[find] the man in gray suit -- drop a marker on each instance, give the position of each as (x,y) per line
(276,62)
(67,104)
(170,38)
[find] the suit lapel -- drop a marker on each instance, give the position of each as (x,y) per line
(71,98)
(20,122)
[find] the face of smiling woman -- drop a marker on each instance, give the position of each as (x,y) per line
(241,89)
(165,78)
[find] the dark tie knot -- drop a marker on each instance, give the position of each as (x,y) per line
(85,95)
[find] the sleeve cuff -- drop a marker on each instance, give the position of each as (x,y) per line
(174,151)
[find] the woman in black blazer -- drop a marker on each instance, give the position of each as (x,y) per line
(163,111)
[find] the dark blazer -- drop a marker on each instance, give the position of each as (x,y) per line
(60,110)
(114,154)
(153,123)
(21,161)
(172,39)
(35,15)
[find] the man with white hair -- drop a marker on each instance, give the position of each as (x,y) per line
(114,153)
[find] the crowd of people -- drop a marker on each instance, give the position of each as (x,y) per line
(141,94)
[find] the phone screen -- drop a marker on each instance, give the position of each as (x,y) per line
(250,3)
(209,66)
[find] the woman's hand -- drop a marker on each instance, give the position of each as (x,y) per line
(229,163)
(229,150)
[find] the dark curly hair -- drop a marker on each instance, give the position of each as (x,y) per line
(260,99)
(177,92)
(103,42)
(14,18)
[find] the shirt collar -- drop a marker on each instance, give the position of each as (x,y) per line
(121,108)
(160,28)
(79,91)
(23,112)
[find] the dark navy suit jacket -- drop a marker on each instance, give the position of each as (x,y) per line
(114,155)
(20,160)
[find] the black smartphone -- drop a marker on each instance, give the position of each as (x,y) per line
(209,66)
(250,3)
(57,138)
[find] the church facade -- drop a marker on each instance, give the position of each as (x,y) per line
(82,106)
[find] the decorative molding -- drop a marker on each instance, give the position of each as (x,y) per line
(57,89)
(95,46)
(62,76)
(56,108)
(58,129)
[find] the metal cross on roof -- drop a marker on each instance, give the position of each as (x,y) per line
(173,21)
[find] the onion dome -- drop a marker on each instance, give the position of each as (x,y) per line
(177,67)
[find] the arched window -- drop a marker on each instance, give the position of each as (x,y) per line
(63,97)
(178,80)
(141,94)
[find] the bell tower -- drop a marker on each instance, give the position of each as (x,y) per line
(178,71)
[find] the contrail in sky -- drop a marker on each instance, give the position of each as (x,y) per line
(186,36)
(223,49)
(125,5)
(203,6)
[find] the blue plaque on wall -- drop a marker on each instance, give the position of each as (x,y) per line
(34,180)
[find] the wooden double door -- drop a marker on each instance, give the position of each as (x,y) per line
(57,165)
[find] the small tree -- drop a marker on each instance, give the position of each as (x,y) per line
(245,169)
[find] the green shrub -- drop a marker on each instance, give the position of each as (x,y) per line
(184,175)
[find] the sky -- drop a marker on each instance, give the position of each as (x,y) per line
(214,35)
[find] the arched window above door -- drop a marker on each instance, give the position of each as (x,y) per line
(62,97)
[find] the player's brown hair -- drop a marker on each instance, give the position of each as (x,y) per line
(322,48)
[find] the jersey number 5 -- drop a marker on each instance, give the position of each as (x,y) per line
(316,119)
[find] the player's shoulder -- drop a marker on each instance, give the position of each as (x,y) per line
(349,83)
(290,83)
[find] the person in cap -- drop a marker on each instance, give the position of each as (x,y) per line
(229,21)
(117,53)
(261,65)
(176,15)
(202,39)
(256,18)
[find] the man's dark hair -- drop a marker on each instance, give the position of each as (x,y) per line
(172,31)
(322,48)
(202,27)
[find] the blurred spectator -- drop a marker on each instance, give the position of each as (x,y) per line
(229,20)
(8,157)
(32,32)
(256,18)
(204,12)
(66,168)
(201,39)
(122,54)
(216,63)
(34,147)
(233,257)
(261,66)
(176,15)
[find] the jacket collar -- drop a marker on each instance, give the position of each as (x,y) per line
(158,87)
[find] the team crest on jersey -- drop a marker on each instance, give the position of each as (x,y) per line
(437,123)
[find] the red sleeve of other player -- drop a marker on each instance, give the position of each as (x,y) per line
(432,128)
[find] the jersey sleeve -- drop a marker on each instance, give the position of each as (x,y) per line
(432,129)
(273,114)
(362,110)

Written task
Write out every item above again without changing a single character, keeping each one on its own line.

Expected output
[find] the man in gray suit -- drop a marker on each instance, give the position of each as (x,y) per line
(276,62)
(67,104)
(170,38)
[find] the suit lapel -- drop a marker on each instance, give the position of each as (x,y) per line
(71,98)
(20,122)
[find] the face of smiling woman -- drop a marker on each instance, give the position of each as (x,y) per line
(241,89)
(165,78)
[find] the dark tie knot -- drop a marker on each instance, give the position of each as (x,y) per line
(85,95)
[find] the sleeve cuff -- drop a marker on each instance, give the position of each as (x,y) per line
(174,151)
[find] the woman in black blazer -- drop a marker on each instance, give the position of each as (x,y) per line
(163,111)
[find] the dark blazer -- drop a marker on each instance, give the position of each as (x,y) per line
(60,110)
(114,154)
(153,123)
(21,161)
(172,39)
(35,15)
[find] the man with white hair -- drop a marker on each instance, give the position of each as (x,y) per line
(114,153)
[find] the crowd of people -- drop a marker on each instance, give the position of each as (x,y) per line
(141,94)
[find] the phone screen -- drop a marker on each instance, give the position of each as (x,y) per line
(250,3)
(209,66)
[find] the woman's hand -- drop a marker on each instance, give the position of each as (x,y) per line
(229,163)
(229,150)
[find] the dark curly hair -- drop a marker on each instance, give the position of each as (x,y) per line
(260,99)
(177,92)
(103,42)
(14,18)
[find] the shirt collar -- drop a marker on each instance, give the position of each as (x,y) per line
(121,108)
(160,28)
(79,91)
(23,112)
[find] the dark navy suit jacket -- drop a marker on each instance, give the position of each as (x,y) per line
(114,155)
(20,160)
[find] the black smartphone -- drop a marker on each instance, give the position of each as (x,y) per line
(209,66)
(250,3)
(57,138)
[find] the church facade -- drop a marker on each instance, give the position of each as (x,y) per line
(82,106)
[find] the decorative molding -- drop a marker on each instance, give the position of each as (x,y) per line
(57,89)
(95,46)
(62,76)
(56,108)
(58,129)
[find] the metal cross on roof -- drop a marker on each instance, give the position of each as (x,y) per line
(173,21)
[find] the onion dome -- drop a marker on each instance, give the position of each as (x,y) per line
(177,67)
[find] the arched window -- drop a marker on each instance, give the position of each as (x,y) per line
(63,97)
(178,80)
(141,94)
[find] the bell tower -- drop a marker on each instance, give the position of each as (x,y) per line
(178,71)
[find] the contrail in sky -- drop a marker on each instance, give the position of each as (x,y) per line
(186,36)
(223,49)
(125,5)
(203,6)
[find] the blue plaque on wall -- drop a marker on each instance, give the position of each as (x,y) per line
(34,180)
[find] the wooden double door -- drop a marker on each instance, give the position of each as (x,y) per line
(57,165)
[find] the small tree -- drop a marker on each instance, give the position of each as (x,y) per line
(245,169)
[find] the green shrub -- drop a marker on each instance, give the position of each as (x,y) per line
(184,175)
[find] the sky -- drop a marker on each instance, give the position of each as (x,y) per line
(214,35)
[find] the arched window above door -- drop a marker on each instance, give the position of each as (x,y) per line
(62,97)
[find] the player's brown hair -- drop a marker on each instance, give the position of each as (x,y) per line
(322,48)
[find] the jersey number 5 -- drop a marker on each instance, give the position of each as (x,y) per line
(316,119)
[find] the player's shoulder -- drop a marker on each instance, give the position of each as (x,y) per line
(349,83)
(290,83)
[find] the person in cap -- drop a marker on each instance, give the position of each as (x,y) per line
(229,21)
(117,53)
(261,65)
(176,15)
(202,39)
(256,18)
[find] the man's dark hair -- drop a marker on each instance, give the position of each as (x,y) per line
(172,31)
(322,48)
(202,27)
[find] the blurred spectator -- drop a marker on each instance, give the position of each as (x,y) per line
(229,20)
(8,157)
(32,32)
(256,18)
(204,12)
(66,168)
(201,39)
(122,54)
(216,63)
(34,147)
(233,257)
(261,66)
(176,15)
[find] the jacket collar -- drop a marker on each instance, give the position of each as (x,y) per line
(158,87)
[find] the team crest on jersey -- drop a marker on each instance, give the position of each as (x,y) per line
(437,123)
[find] the red sleeve of other player -- drop a marker on each instance, give the position of each as (x,y) per line
(432,128)
[find] the jersey sleeve -- drop a marker on each instance, give the position of each as (x,y) per line
(432,129)
(273,114)
(362,110)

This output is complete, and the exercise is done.